Extend the class notes on multi-table databases and joining, picking up right after their last line.

** START OF TEXT BLOCK **

MTH 448/563 Data-Oriented Computing

Fall 2018

Day 14, Thursday, Oct 11

Pairs for today (same as Tuesday)

Andy
Bao
 
Charles
Chase
 
Chinmayee
Deepisha
 
Dipen
Donavon
 
Dylan
Edwin
 
Eric
Jaiden
 
Jay
Jingye
 
Myonggin
Nicholas
 
Nitin
Palkit
 
Parth
Qinxin
 
Rahul
Raymond
 
Suyash
Vivek
 
William
Yang
 
Zachary
Zhiyi

Multi-table databases, joining

Exerise: Contribute to a database of movie reviews.

First add yourself to the reviewer table. Note that your reviewer ID must be different from everyone else's.

Then review some movies. If any of the movies aren't already in the movie table, add them to it. Note that no two movies may have the same ID.

Then enter your ratings in the rating table.

Exercise: Download the three tables to your computer using this code:

sheets = {
'448f18_reviewer.xlsx':'1qFVivZwo43u5xfLss5u0T_Xs3agUZl5jR1Gkmnaov-Y',
'448f18_movie.xlsx'   :'1MnXZfPCX9CHAJIP0Y5VgnF97gXg1f7m-3HHaRZWkhTM',
'448f18_rating.xlsx'  :'1vs4VUHHJ0UxAwCXl1FzBMblVzZKK6tVt2Ym0HI0DOQI'}

for sheet in sheets:
         url = 'https://docs.google.com/spreadsheets/d/' + sheets[sheet] + '/export?format=xlsx'
         r = requests.get(url)

** END OF TEXT BLOCK **
** START OF RECORDS PROVIDED **

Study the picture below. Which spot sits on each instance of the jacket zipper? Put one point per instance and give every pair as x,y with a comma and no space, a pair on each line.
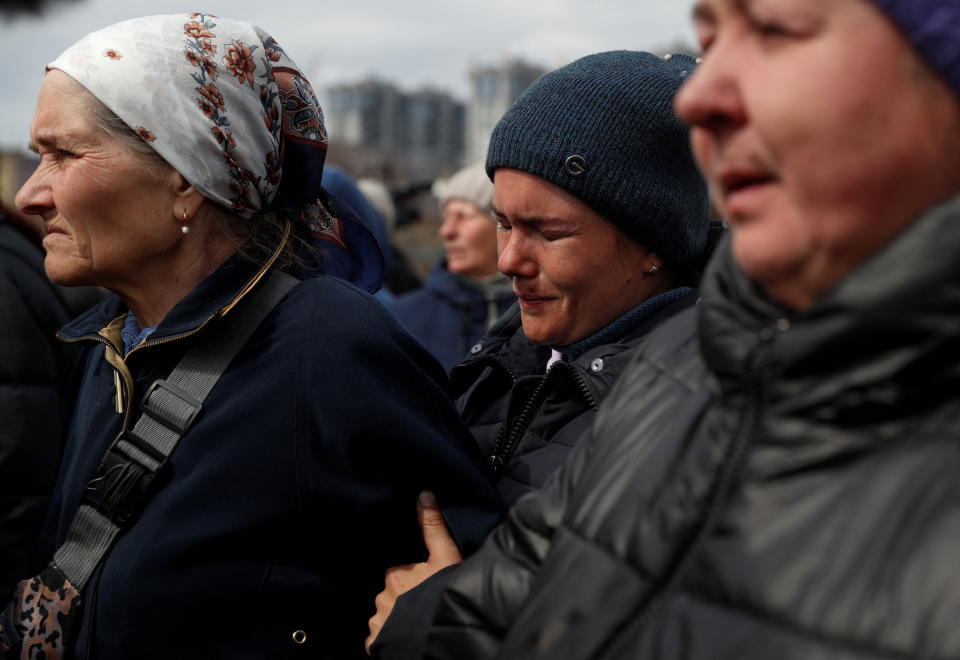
507,444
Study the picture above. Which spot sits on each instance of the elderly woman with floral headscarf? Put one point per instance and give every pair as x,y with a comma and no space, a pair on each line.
181,159
775,475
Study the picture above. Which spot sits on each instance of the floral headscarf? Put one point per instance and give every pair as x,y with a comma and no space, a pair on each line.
224,105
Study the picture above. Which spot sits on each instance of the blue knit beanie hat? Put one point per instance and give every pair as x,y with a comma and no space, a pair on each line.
603,128
933,26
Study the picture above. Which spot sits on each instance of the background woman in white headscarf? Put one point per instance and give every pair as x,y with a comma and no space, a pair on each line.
181,159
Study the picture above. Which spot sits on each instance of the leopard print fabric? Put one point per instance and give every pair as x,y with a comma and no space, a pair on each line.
42,614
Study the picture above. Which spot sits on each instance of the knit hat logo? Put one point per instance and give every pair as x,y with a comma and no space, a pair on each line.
575,165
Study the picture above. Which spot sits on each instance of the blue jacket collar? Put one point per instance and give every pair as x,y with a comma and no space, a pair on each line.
624,325
210,297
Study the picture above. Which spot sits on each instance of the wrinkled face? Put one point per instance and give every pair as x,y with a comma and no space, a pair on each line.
105,213
821,133
470,238
572,271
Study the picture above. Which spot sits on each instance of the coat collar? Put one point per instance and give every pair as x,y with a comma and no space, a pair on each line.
214,296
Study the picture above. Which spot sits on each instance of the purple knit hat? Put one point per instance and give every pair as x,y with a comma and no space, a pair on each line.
934,28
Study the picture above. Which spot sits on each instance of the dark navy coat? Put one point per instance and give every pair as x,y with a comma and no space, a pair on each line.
293,492
447,315
33,371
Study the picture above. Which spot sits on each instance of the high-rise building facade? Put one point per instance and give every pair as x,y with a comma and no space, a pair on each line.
493,89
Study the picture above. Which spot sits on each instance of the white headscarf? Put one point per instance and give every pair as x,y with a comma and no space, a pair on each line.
224,105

** END OF RECORDS PROVIDED **

TASK RESPONSE
         with open(sheet,'wb') as f:
             f.write(r.content)
         print('Downloaded '+sheet)

Check that they have arrived!

Exercise: Load the 3 movie database tables into pandas dataframes, and merge them into one dataframe

revrat = reviewer.merge( rating, on='reviewer_id' )

Discussion: Why are databases factored into multiple tables like this?

Exercise: In groups, write some questions about the movie review database that you'd like to know the answer to - on the share board except change the 8 to a 7.

merge: inner, left (outer), right (outer), and (full) outer joins

or how I messed up the first semester I was Undergrad Director.

Exercise: What is are the differences among the outputs of these variants of merge?

import pandas
biodata = pandas.DataFrame( [[900,'Jingye','Tan',21],[411,'John','Ringland','40+']], columns=['employeeid','first','last','age'])
biodata
email = pandas.DataFrame( [[900,'kira@buffalo.edu'],[900,'jt@gmail.com']], columns=['personnumber','email'])
email

movie review database queries

Let's try to answer some of the questions you've posed.

Relational databases and SQL

What a relation (a.k.a. table) is.

A relation is a set (strictly a 'multiset' or 'bag') of tuples with elements drawn respectively from a list of specified sets. For example, if we have sets R, S, T, then any collection of tuples {(ri, si, ti)}, where each ri ∈ R, si ∈ S, and ti ∈ T, is a relation on those sets.

Concrete example: two sets

name = {'Andy', 'Chinmayee', 'Chase', 'Donavon', 'Myonggin', 'Vivek' }

age =  ≥ 0

Relation [('Andy', 21), ('Chinmayee', 20), ('Donavon',20), ('Vivek', 22)]

It's convenient to display these in a table, and in fact in this context, a relation is often called a "table".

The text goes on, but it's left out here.